AIM — Reproduce every one of the lines below verbatim, keeping each character, space and line break unchanged.

[Labeled shape records]
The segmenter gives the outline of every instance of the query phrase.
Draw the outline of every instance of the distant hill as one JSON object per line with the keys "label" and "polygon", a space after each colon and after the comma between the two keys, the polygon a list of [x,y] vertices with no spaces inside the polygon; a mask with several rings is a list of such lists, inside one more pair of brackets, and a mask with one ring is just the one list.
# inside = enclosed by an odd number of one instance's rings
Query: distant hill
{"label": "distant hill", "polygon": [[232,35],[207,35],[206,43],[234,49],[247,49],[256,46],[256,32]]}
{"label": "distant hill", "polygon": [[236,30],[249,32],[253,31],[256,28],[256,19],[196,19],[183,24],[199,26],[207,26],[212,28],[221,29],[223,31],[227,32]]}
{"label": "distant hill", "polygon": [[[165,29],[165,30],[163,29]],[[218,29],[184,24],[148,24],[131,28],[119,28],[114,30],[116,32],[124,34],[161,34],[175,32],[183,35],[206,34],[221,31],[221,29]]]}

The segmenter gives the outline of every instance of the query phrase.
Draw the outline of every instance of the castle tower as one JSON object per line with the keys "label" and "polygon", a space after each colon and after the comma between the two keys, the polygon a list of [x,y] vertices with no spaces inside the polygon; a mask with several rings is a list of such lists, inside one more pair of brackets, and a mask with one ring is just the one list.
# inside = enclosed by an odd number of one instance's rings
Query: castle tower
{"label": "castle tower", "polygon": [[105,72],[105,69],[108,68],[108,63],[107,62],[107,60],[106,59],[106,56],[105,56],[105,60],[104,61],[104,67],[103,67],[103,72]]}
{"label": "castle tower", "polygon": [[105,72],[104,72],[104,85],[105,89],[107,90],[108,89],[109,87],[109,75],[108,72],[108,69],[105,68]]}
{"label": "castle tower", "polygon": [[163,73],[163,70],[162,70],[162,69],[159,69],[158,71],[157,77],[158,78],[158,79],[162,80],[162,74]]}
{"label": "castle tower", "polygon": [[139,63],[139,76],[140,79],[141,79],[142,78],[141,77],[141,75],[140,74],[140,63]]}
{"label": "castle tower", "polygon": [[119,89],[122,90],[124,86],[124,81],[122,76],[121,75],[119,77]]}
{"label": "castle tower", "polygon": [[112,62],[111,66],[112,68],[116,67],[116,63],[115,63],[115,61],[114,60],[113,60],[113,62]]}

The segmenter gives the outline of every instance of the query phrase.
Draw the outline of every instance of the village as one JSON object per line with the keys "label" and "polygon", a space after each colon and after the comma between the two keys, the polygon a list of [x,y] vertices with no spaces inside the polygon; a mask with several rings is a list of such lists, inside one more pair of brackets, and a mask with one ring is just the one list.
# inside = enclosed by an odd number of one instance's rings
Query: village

WORKED SOLUTION —
The segmenter gives the outline of every instance of the query phrase.
Draw the outline of every instance of the distant hill as one JSON object per line with the keys "label" and "polygon", a space after each colon and after the comma between the two keys, the polygon a list of [x,y] vertices with no spaces inside the polygon; a mask with several rings is a list of such lists, inside one more pair of brackets, and a mask with one ring is just the one list.
# inside = enclosed by an odd number of one instance's rings
Query: distant hill
{"label": "distant hill", "polygon": [[232,35],[207,35],[206,43],[234,49],[247,49],[256,46],[256,32]]}
{"label": "distant hill", "polygon": [[236,30],[249,32],[253,31],[256,28],[256,19],[196,19],[183,24],[199,26],[207,26],[212,28],[221,29],[223,31],[227,32]]}
{"label": "distant hill", "polygon": [[[165,29],[165,30],[163,29]],[[218,29],[184,24],[148,24],[131,28],[119,28],[114,30],[116,32],[124,34],[161,34],[175,32],[183,35],[206,34],[221,31],[221,29]]]}

The segmenter gives the outline of every instance of the query phrase.
Draw the outline of every instance of the castle tower as one JSON object per line with the keys "label" and "polygon", a space after each colon and after the comma between the two keys, the polygon a list of [x,y] vertices with no spaces inside the polygon; a mask with several rings is a list of such lists, inside one more pair of brackets, and a mask with one ring is just the one list.
# inside = enclosed by an odd number of one instance's rings
Query: castle tower
{"label": "castle tower", "polygon": [[105,72],[105,69],[108,68],[108,63],[107,62],[107,60],[106,59],[106,56],[105,56],[105,60],[104,61],[104,67],[103,67],[103,72]]}
{"label": "castle tower", "polygon": [[105,72],[104,72],[104,85],[105,89],[107,90],[108,89],[109,87],[109,75],[108,72],[108,69],[105,68]]}
{"label": "castle tower", "polygon": [[163,73],[163,70],[162,70],[162,69],[159,69],[158,71],[157,77],[158,78],[158,79],[162,80],[162,74]]}
{"label": "castle tower", "polygon": [[139,63],[139,76],[140,79],[141,79],[142,78],[141,77],[141,75],[140,74],[140,63]]}
{"label": "castle tower", "polygon": [[119,89],[122,90],[124,86],[124,81],[122,76],[121,75],[119,77]]}
{"label": "castle tower", "polygon": [[112,62],[111,66],[112,68],[116,67],[116,63],[115,63],[115,61],[114,60],[113,60],[113,62]]}

The segmenter gives the outline of every instance of the query phrase.
Draw the outline of every instance of the village as one JSON object per line with the keys "label" and "polygon", a space after each colon and after the comma between the two keys, the polygon a list of [x,y] vertices with no spaces inside the polygon; a mask with several rings is a list of such lists, inside one more pair of brackets, and a mask with one ring is just the one list.
# inside = enclosed by an odd number of one instance's rings
Query: village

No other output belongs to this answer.